### What needs to be done
Pictures do not belong in the copy; transcribe everything else in the records exactly.

* * * * *

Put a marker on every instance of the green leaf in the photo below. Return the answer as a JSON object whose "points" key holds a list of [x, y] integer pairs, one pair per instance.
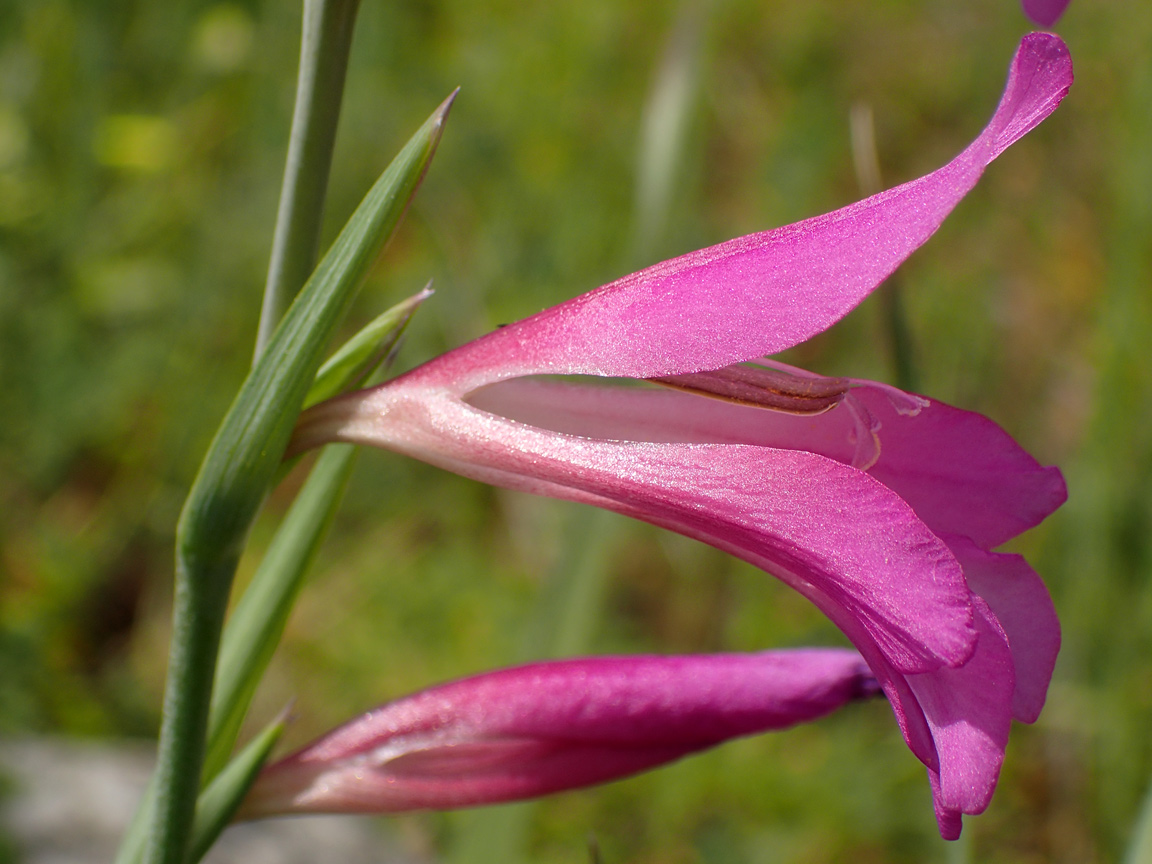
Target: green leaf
{"points": [[215, 804], [219, 802], [356, 357], [236, 474], [257, 623], [250, 442]]}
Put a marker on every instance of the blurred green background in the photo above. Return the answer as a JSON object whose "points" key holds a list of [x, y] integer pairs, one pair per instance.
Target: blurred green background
{"points": [[141, 151]]}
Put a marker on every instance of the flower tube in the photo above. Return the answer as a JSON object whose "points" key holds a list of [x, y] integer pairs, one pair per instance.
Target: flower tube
{"points": [[880, 507], [546, 727]]}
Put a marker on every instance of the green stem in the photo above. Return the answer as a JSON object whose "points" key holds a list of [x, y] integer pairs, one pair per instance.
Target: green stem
{"points": [[203, 585], [325, 44], [201, 601]]}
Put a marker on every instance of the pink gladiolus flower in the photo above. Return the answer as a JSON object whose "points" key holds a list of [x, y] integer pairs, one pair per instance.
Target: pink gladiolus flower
{"points": [[880, 507], [1045, 13], [547, 727]]}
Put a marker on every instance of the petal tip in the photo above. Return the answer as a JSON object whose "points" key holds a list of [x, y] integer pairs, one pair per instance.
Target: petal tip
{"points": [[1038, 80]]}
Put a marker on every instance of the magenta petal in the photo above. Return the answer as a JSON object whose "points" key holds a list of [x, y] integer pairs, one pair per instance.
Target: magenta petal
{"points": [[959, 470], [969, 710], [808, 520], [1024, 609], [543, 728], [1045, 13], [760, 294]]}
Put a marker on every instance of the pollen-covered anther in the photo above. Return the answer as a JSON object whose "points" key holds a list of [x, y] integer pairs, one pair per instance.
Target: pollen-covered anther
{"points": [[763, 387]]}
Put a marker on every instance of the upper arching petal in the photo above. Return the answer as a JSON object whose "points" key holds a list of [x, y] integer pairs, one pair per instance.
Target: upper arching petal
{"points": [[760, 294], [960, 471]]}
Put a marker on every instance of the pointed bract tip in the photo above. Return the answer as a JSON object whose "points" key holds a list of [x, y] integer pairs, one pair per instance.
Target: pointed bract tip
{"points": [[441, 112]]}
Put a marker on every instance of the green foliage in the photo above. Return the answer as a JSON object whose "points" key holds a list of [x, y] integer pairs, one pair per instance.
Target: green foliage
{"points": [[141, 151]]}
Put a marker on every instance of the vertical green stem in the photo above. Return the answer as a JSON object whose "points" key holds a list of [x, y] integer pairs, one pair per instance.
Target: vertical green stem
{"points": [[202, 598], [203, 586], [325, 44]]}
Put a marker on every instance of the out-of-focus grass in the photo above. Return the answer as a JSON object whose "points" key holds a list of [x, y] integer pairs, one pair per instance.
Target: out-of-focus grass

* * * * *

### Exercise response
Put a marker on every instance of the green leaf in the photo below. Return the answer as a JSON object whose "points" key holds a list of [x, y] integer pairs, one pair per instance.
Target: green leaf
{"points": [[215, 804], [219, 802], [356, 357], [236, 474], [257, 623], [250, 442]]}
Put a marker on every instance of the blurred green background in the photo above. Return the answer as a JSON object whose "points" key holds a list of [x, y] integer pairs, one pair per instance.
Target: blurred green background
{"points": [[141, 151]]}
Put a marker on every instance of the flower tube in the photo above. Return the answer as a JSON object whose "points" key holds a list of [x, y] integer pairs, one pair per instance.
Target: flower tube
{"points": [[880, 507], [546, 727]]}
Put a marker on every instance of the green stem in the photo above. Return the answer as a JSON object whose "points" key holds a list of [x, y] integer pairs, one pair per instance.
Target: green stem
{"points": [[203, 585], [325, 44], [201, 601]]}
Put a marker on every instance of the pink gladiolus flower in the photo above. Return the answer as a JSON object whose "points" key holds a list of [x, y] integer pairs, one pair per instance.
Target: pink gladiolus flower
{"points": [[880, 507], [1045, 13], [547, 727]]}
Put a marker on every instance of the petal tip in the photo above. Return the answer as a JSON object whose "points" key holds a list of [x, y] integer pairs, one pair per instance.
Target: petal tip
{"points": [[1038, 80]]}
Put a marker on every instance of the magenta petal in the photo above. Return the answer as a JSON object whose "points" key holds a list of [x, y] integer pairs, one pair per instance.
Target: magenta petal
{"points": [[959, 470], [969, 710], [808, 520], [1024, 609], [543, 728], [1045, 13], [760, 294]]}
Put a marker on every instance of the pollen-covered anther in the photo above. Return the answer as a JSON object whose "points" key holds a list of [x, y] integer pairs, one pair per instance.
Target: pollen-covered anther
{"points": [[763, 387]]}
Put a marker on every instance of the upper arching petal in the photo above. Return the answer as a JSON object whose "points" key holds a list of [x, y] integer pairs, one pair per instance.
Target: upper arching petal
{"points": [[760, 294], [960, 471]]}
Put a marker on every instance of the pointed bract tip in the photo above. Return the answer as a JSON object whose "points" key holds a list of [x, y] integer pairs, one pair per instance.
Target: pointed bract tip
{"points": [[441, 112]]}
Put a marker on every instance of the green foliage in the photo above. Return the answer as a JSON object whose "points" key holds a list of [x, y] integer pairs, one pair per instance.
Target: green foliage
{"points": [[141, 151]]}
Put a marker on every instance of the vertical green stem in the photo above. Return the answer as a JSON object whose "points" key holds a list of [x, y] integer pairs, one pair per instance.
Target: vertical green stem
{"points": [[202, 598], [203, 586], [325, 44]]}
Put a marker on every instance of the out-of-focus grass in the photo above. Return the answer as a JSON object whose "points" key holds a list of [x, y] integer pairs, one pair per instance.
Target: out-of-focus grass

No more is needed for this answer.